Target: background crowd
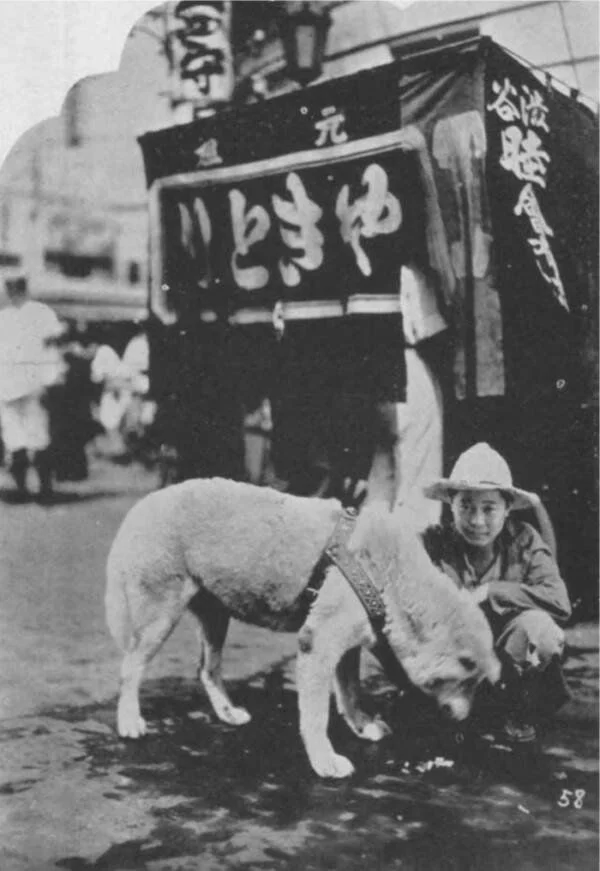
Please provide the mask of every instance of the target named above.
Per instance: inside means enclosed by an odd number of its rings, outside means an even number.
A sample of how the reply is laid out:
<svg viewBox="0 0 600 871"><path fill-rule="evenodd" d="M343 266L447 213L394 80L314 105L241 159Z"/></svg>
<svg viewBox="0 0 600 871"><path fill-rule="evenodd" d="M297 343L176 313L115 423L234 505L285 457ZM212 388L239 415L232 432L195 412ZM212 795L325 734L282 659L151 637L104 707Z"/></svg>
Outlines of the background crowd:
<svg viewBox="0 0 600 871"><path fill-rule="evenodd" d="M0 444L17 495L51 501L55 482L83 481L89 456L142 458L154 417L148 342L60 320L32 300L23 277L6 282L0 310ZM30 473L35 470L37 482ZM37 483L37 486L36 486Z"/></svg>

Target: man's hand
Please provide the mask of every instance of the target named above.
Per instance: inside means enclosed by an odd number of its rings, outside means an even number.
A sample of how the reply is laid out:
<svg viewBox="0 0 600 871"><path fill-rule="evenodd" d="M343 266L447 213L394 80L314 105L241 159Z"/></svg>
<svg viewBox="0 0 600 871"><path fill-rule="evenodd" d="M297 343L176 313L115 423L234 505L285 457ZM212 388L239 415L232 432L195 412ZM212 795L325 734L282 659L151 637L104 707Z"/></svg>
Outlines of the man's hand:
<svg viewBox="0 0 600 871"><path fill-rule="evenodd" d="M471 590L471 596L478 605L481 605L487 599L488 592L489 584L481 584L479 587L475 587L474 590Z"/></svg>

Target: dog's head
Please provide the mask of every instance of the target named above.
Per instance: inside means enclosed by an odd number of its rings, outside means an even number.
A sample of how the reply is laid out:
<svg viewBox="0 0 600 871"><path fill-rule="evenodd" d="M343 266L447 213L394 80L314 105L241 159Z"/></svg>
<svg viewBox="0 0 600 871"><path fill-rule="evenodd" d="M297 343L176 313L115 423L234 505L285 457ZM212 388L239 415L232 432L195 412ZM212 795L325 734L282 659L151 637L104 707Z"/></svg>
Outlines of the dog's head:
<svg viewBox="0 0 600 871"><path fill-rule="evenodd" d="M413 619L404 620L400 660L412 683L435 699L446 717L464 720L477 687L484 681L495 684L501 666L481 609L468 593L450 593L444 619L416 621L411 615ZM396 625L392 636L394 629Z"/></svg>
<svg viewBox="0 0 600 871"><path fill-rule="evenodd" d="M500 678L500 663L491 652L485 657L485 668L471 652L444 657L435 663L421 663L419 688L435 699L442 714L450 720L465 720L471 711L475 691L485 680L496 683Z"/></svg>
<svg viewBox="0 0 600 871"><path fill-rule="evenodd" d="M444 714L464 720L478 685L500 677L488 621L469 593L433 565L401 514L370 509L359 520L355 547L382 590L395 659Z"/></svg>

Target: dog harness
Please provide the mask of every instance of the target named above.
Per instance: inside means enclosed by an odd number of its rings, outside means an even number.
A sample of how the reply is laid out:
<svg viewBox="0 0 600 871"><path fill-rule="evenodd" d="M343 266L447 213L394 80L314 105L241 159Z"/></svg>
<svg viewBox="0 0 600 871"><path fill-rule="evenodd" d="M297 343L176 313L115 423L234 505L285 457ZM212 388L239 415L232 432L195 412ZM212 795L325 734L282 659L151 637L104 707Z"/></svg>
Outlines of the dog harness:
<svg viewBox="0 0 600 871"><path fill-rule="evenodd" d="M340 570L360 599L373 628L379 635L385 622L383 598L367 570L348 550L347 546L354 531L357 516L354 508L345 508L342 511L321 558L315 566L310 583L304 590L303 598L307 607L315 601L323 586L325 572L333 564Z"/></svg>
<svg viewBox="0 0 600 871"><path fill-rule="evenodd" d="M396 686L407 686L409 680L406 672L390 647L387 635L383 631L386 616L383 597L365 567L347 547L348 540L356 525L357 516L354 508L345 508L336 523L321 558L313 570L310 582L304 588L298 601L302 614L301 622L304 622L309 607L323 586L327 569L334 565L346 578L367 612L377 638L375 645L371 648L371 653L379 660L383 670ZM299 623L297 628L300 625Z"/></svg>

== == ==

Without the images, output all the entries exactly as they stand.

_Output for this exercise_.
Target: background crowd
Please provide the mask of every instance of the target named above.
Per instance: inside means enclosed by an odd number of its rings, outside means an even number.
A sample of how the reply is laid out:
<svg viewBox="0 0 600 871"><path fill-rule="evenodd" d="M343 266L447 213L394 80L314 105L241 159Z"/></svg>
<svg viewBox="0 0 600 871"><path fill-rule="evenodd" d="M297 343L176 313L115 423L234 505L285 457ZM212 388L239 415L232 432L195 412ZM212 795L325 734L282 659L151 637L104 707Z"/></svg>
Outlines of the background crowd:
<svg viewBox="0 0 600 871"><path fill-rule="evenodd" d="M0 444L17 495L51 501L55 482L83 481L89 456L142 458L154 417L148 342L60 320L32 300L23 277L6 282L0 310ZM30 473L35 470L37 482ZM37 483L37 486L36 486Z"/></svg>

Target: man's hand
Please provide the mask of every instance of the target named above.
Per instance: inside means enclosed by an odd number of its rings, outside means an even number.
A sample of how the reply is laid out:
<svg viewBox="0 0 600 871"><path fill-rule="evenodd" d="M343 266L447 213L394 80L314 105L241 159Z"/></svg>
<svg viewBox="0 0 600 871"><path fill-rule="evenodd" d="M297 343L176 313L115 423L234 505L285 457ZM212 388L239 415L232 432L195 412ZM212 795L325 734L282 659L151 637L104 707Z"/></svg>
Outlines of the man's hand:
<svg viewBox="0 0 600 871"><path fill-rule="evenodd" d="M471 590L471 596L478 605L481 605L487 599L488 592L489 584L481 584L479 587L475 587L474 590Z"/></svg>

Target: dog's head
Please provide the mask of every instance of the target named above.
Per instance: inside means enclosed by an odd number of its rings, outside means an even number.
A sample of how the reply is laid out:
<svg viewBox="0 0 600 871"><path fill-rule="evenodd" d="M343 266L447 213L394 80L314 105L241 159Z"/></svg>
<svg viewBox="0 0 600 871"><path fill-rule="evenodd" d="M297 343L176 313L115 423L234 505L285 457ZM212 388L239 415L232 432L195 412ZM212 795L325 734L282 659L151 637L104 707Z"/></svg>
Outlines of the dog's head:
<svg viewBox="0 0 600 871"><path fill-rule="evenodd" d="M413 619L404 620L400 660L412 683L435 699L446 717L464 720L477 687L484 681L495 684L501 666L481 609L468 593L450 593L444 619L416 621L411 615ZM396 625L392 636L394 629Z"/></svg>
<svg viewBox="0 0 600 871"><path fill-rule="evenodd" d="M500 678L500 663L491 652L485 657L485 668L471 652L444 657L435 663L421 663L419 688L435 699L442 714L450 720L465 720L471 711L475 691L485 680L496 683Z"/></svg>
<svg viewBox="0 0 600 871"><path fill-rule="evenodd" d="M444 714L464 720L478 685L500 677L488 621L469 593L433 565L401 514L370 509L359 520L355 547L382 590L395 659Z"/></svg>

Target: dog harness
Please provide the mask of every instance of the target named above.
Per instance: inside means enclosed by an odd number of its rings, outside means an even number.
A sample of how the reply is laid out:
<svg viewBox="0 0 600 871"><path fill-rule="evenodd" d="M343 266L447 213L394 80L314 105L241 159Z"/></svg>
<svg viewBox="0 0 600 871"><path fill-rule="evenodd" d="M297 343L176 313L115 423L234 505L285 457ZM212 388L239 415L232 432L195 412ZM212 795L325 734L282 659L151 637L104 707Z"/></svg>
Outlines of the dog harness:
<svg viewBox="0 0 600 871"><path fill-rule="evenodd" d="M340 570L360 599L373 628L379 635L385 622L383 598L367 570L348 550L347 546L354 531L357 516L354 508L345 508L342 511L321 558L315 566L310 583L304 590L303 598L307 607L315 601L323 586L325 572L333 564Z"/></svg>
<svg viewBox="0 0 600 871"><path fill-rule="evenodd" d="M396 686L407 686L409 680L406 672L390 647L387 635L383 631L386 616L383 597L365 567L347 547L348 540L356 525L357 516L354 508L345 508L336 523L321 558L313 570L310 582L304 588L298 601L302 614L301 622L304 622L309 607L323 586L327 569L334 565L346 578L367 612L377 638L375 645L371 648L371 653L379 660L383 670ZM299 623L297 628L300 625Z"/></svg>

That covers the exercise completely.